▶

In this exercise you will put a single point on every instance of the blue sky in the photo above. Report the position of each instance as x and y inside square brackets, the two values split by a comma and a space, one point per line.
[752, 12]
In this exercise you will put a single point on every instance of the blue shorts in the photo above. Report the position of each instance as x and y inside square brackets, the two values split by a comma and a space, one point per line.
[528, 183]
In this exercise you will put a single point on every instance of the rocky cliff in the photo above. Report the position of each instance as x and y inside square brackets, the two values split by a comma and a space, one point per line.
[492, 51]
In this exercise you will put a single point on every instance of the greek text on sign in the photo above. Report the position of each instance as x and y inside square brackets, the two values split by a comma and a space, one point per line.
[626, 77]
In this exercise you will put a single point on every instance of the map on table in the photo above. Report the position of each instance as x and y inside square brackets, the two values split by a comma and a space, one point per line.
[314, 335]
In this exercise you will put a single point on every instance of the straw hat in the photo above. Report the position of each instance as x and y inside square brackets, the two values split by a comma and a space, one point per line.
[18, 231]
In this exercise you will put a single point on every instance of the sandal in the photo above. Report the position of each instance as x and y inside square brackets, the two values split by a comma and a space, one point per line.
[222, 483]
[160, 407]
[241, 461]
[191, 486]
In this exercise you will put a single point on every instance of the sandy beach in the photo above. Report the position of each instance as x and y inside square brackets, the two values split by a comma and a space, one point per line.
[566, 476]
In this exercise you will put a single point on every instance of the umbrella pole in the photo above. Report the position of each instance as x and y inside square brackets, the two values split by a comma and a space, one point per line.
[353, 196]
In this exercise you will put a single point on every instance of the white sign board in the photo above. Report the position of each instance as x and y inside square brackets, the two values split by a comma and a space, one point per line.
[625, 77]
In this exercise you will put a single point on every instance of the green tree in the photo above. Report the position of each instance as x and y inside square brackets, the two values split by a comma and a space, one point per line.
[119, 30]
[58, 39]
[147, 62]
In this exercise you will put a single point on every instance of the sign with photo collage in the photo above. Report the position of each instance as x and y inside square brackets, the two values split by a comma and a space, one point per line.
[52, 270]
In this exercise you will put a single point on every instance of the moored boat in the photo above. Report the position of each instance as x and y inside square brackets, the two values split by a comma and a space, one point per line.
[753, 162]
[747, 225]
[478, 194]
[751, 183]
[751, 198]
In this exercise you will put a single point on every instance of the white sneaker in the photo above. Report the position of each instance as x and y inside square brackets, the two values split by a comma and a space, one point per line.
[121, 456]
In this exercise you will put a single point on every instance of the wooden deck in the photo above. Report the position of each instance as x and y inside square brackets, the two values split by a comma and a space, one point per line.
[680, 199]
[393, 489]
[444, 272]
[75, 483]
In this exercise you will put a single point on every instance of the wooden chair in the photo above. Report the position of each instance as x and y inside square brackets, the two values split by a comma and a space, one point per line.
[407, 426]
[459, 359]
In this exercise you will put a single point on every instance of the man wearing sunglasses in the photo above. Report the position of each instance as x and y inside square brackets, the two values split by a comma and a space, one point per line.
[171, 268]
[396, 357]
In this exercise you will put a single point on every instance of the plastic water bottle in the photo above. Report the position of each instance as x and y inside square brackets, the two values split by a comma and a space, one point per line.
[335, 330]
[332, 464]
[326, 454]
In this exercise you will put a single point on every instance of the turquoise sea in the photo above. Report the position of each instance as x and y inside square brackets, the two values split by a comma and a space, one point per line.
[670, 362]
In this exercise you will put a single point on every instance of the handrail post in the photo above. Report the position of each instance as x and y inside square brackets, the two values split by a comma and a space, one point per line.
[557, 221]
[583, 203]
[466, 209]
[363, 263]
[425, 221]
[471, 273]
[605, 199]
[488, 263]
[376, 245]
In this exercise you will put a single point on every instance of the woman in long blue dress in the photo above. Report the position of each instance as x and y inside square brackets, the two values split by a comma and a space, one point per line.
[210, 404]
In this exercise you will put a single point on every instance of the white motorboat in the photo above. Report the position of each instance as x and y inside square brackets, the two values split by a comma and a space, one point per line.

◀

> [Exercise requirements]: Your answer must be an exact copy of every entry above.

> [Reply to the exercise]:
In this exercise you will put a single point on every instance of the blue sky in the photo above. Report the position of each instance as x and y inside square brackets, the two values split by a comma and a space, one point per line.
[752, 12]
In this exercise you will put a single point on every instance of the blue shorts in the photo above. Report the position of each instance as x and y inside square brackets, the two values split by a comma and a space, one point per line.
[528, 183]
In this exercise you will put a single point on every instance of the rocky cliff in the photo above. Report the position of each instance as x and y inside square brackets, the two values split by a comma and a space, one point per line.
[492, 51]
In this exercise you will put a single point on every instance of the greek text on sign in the photo above. Report the position of each instance as x and y inside square brackets, the two values split by a comma and a space, one point per line.
[626, 77]
In this exercise you will put a single point on every instance of the map on table in the photo above. Report the position of each instance as x and y inside square brackets, the two values split by a comma and a space, one point per line.
[314, 335]
In this exercise you will put a single point on every instance of the straw hat in the photo above. Report the position of each instance as x and y inside square brackets, the two values split by a comma and a space, one point per line.
[18, 231]
In this exercise you will put a single point on every instance of the sandal in the photo above. Report the position of each instance as x and y inside square brackets, the two values split by a comma and a space, one point per line.
[222, 483]
[160, 407]
[241, 461]
[191, 486]
In this exercise you will put a single point on every instance of the sandy beach in the photo above. Report the position of each instance as x and y inside square brackets, the two values split by a comma and a space, one point per line.
[566, 476]
In this exercise you will put a single point on every instance of the umbrella pole in the photo above. Report the position of each instance as x and y inside square brackets, the two values split by a comma and a space, one point per line.
[353, 196]
In this exercise you will put a single point on every instance of the white sign board in the photo above. Report the position of each instance as x and y inside square brackets, the two values split by a comma and a space, one point per line.
[625, 77]
In this exercise you will put a single point on every instance of the green tree in the photo above. Report the position of each instance as x and y inside square brackets, the two values split by a comma and a space, one point per line.
[119, 30]
[58, 39]
[147, 62]
In this exercise you will put a single point on every instance of the sign with photo collage in the photo above. Report the position of each instance as x and y inside square brackets, the two values split by a comma and a space, one point per line.
[52, 270]
In this exercise you will put a single point on every instance of the moored boat in the photo above. Report the position of each instance as x and y inside square brackets, the two values split by a comma and a space, one point per line.
[753, 162]
[747, 225]
[478, 194]
[751, 183]
[751, 198]
In this exercise you will put a single point on every instance of the white sneaker in the photo above. Report the position of each instance as x and y inside square brackets, the two values split by a comma and a space, one point per line.
[121, 456]
In this exercise you will put a single point on every instance of the wooden deck in the photo above. Report the position of each instance as x and y inside square brackets, the two values split by a comma and a space, one point per line.
[680, 199]
[393, 489]
[444, 272]
[75, 483]
In this exercise you will put a single point on every instance of the wooden chair in the photo above. Report the position of each instance as x and y inside square brackets, the two values split by a comma and a space, one point per line.
[407, 426]
[459, 359]
In this exercise you will put a single point on every instance of the man wearing sunglasses in the photo above. Report the position of each instance as x and y inside square brackets, the two values split by a comma and a space, one point per line.
[171, 268]
[396, 357]
In this exercise you will put a single point on every instance of the plastic water bottle in the photo above. Report the position of each instance as x and y inside square brackets, the two values split by a comma and a space, one point per line.
[335, 330]
[332, 464]
[326, 454]
In this exercise you will put a single point on every instance of the turquoise sea in the photo above. Report the position of each instance as x and y inside square brackets, the two values split by a comma and a space, one point per line.
[670, 362]
In this exercise you will put a single point on every instance of the handrail post in the photo above. Report the position of each instance as x and y inside square brackets, the two values split by a comma and a space, one point per line.
[557, 221]
[583, 203]
[466, 209]
[363, 263]
[425, 221]
[471, 273]
[605, 199]
[488, 263]
[376, 245]
In this exercise you will put a single point on every instance of the woman in long blue dress in the photo above. Report the position of each instance as x and y inside square brackets, the two values split by a comma and a space, one point per line.
[210, 404]
In this exercise you will put a single point on every instance of the white motorboat in the photo above. Report the position of each instance as x and y inside square brackets, the two values split by a comma and a space, one point per line.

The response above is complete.